**Exercise passage:**

*****

File repositories on the Platform

Before you can analyze data on the Platform, the files need to be within a specific project. In other words, an analysis can't be performed on the data which is outside of the project. You can copy files from a file repository to your project, or you can upload your own data.

For instance, if you'd like to use an annotation file from the Public Reference Files repository for a task execution, you first need to copy it to your project.

There are several file repositories on the Platform.

  • Every project has its own Project Files. This repository is located within the project and contains the input and output files for workflows in that project. You can upload files or copy them from other projects and repositories.

  • BioData Catalyst hosts TOPMed studies, which can be accessed via the Data Browser from the Data tab on the top navigation bar.

*****

**Work instructions:**
1: In the file repositories text, what must you do before using an annotation file from the Public Reference Files repository in a task execution?
2: Please restate the paragraph of the file repositories text that begins "Before you can analyze data" in one shorter sentence, keeping its main facts.
3: Extend the file repositories text past its final bullet on BioData Catalyst and TOPMed studies.
The listing has nothing to do with the file repositories text.

**Provided material:**
*****

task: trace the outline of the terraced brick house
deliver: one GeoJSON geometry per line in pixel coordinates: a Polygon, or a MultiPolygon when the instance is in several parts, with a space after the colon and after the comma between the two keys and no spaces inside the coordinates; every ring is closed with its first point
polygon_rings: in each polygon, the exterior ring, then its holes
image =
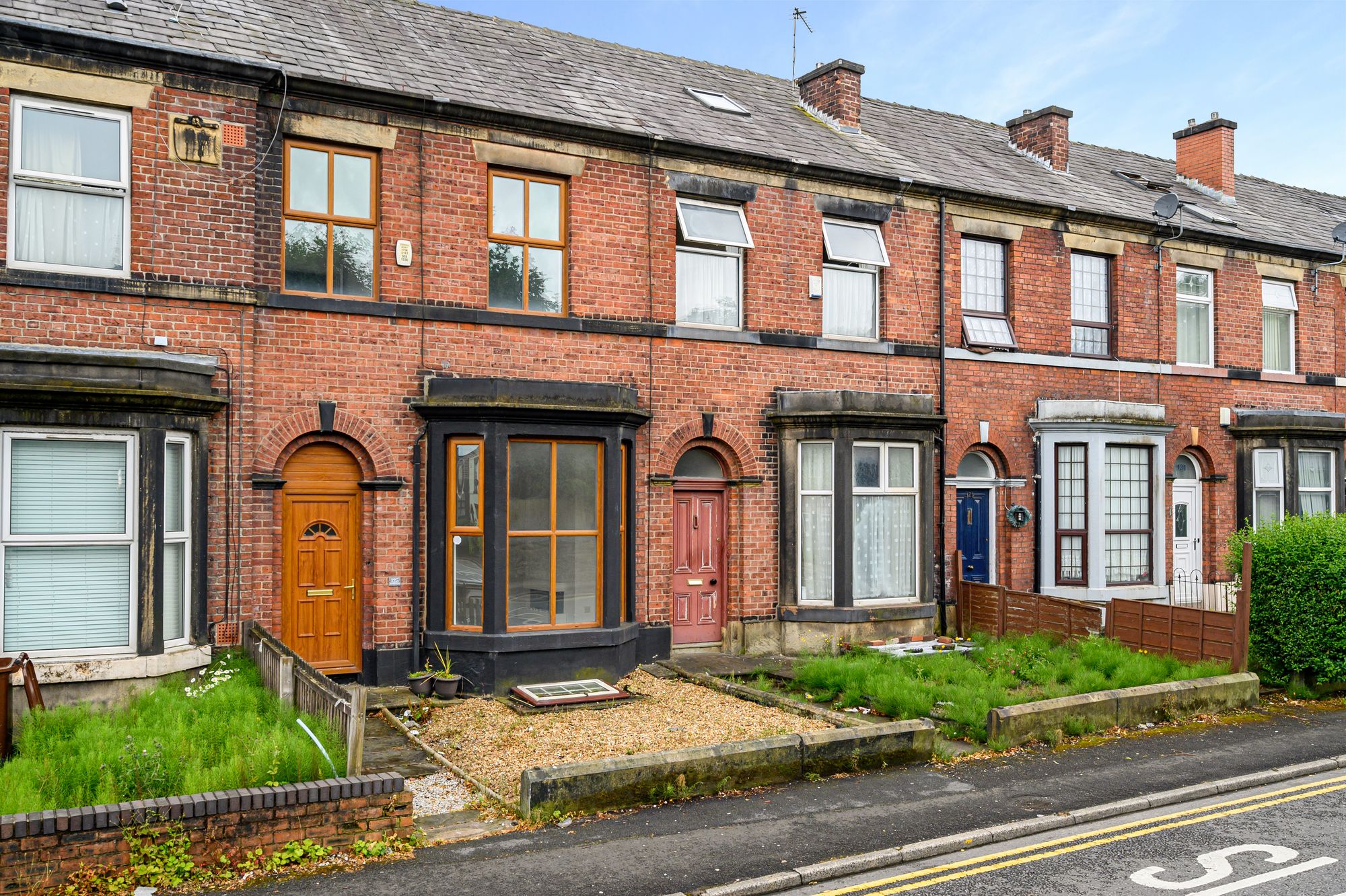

*****

**Answers to the tasks:**
1: You first need to copy it to your project.

2: Data can only be analyzed on the Platform once it is inside a project, so you either copy files into your project from a file repository or upload your own.

3:
  • Public Reference Files, a repository of files maintained by BioData Catalyst powered by Seven Bridges, contains the latest and most frequently used reference genomes and annotation files so you won't have to upload your own reference files every time you run a task. Many bioinformatics tools and workflows require reference and annotation files to work properly. Files stored in this repository can be copied to your Project Files for use in analyses.

  • Public Test Files, also a repository of files maintained by the Seven Bridges, which contains the common test samples.

You can copy files from any file repositories to your project. Or, you can upload your data directly to a project. For instance, if you'd like to use a file from the Public Reference Files or Public Test Files repository, you first need to copy it to your project. You can access these repositories from the Data menu.